In the records, each line holding "twig" must be reported.

Data supplied below:

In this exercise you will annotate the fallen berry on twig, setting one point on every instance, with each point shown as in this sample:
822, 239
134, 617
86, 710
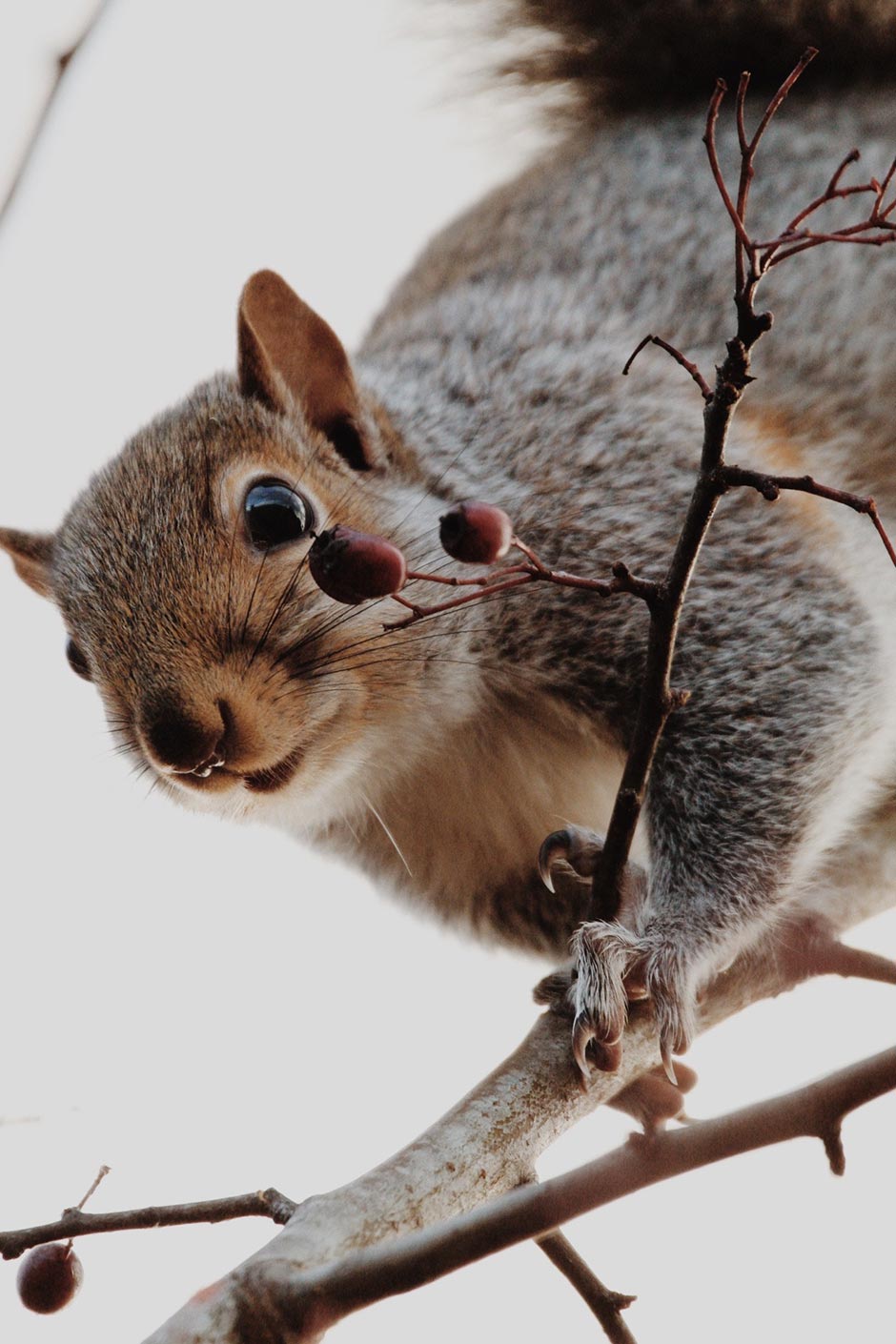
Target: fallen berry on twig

End of Data supplied.

■ **Answer to this task**:
In this exercise you will annotate the fallen berry on twig, setting one point on every instance, with each point shown as in this sample:
Target: fallen berry on twig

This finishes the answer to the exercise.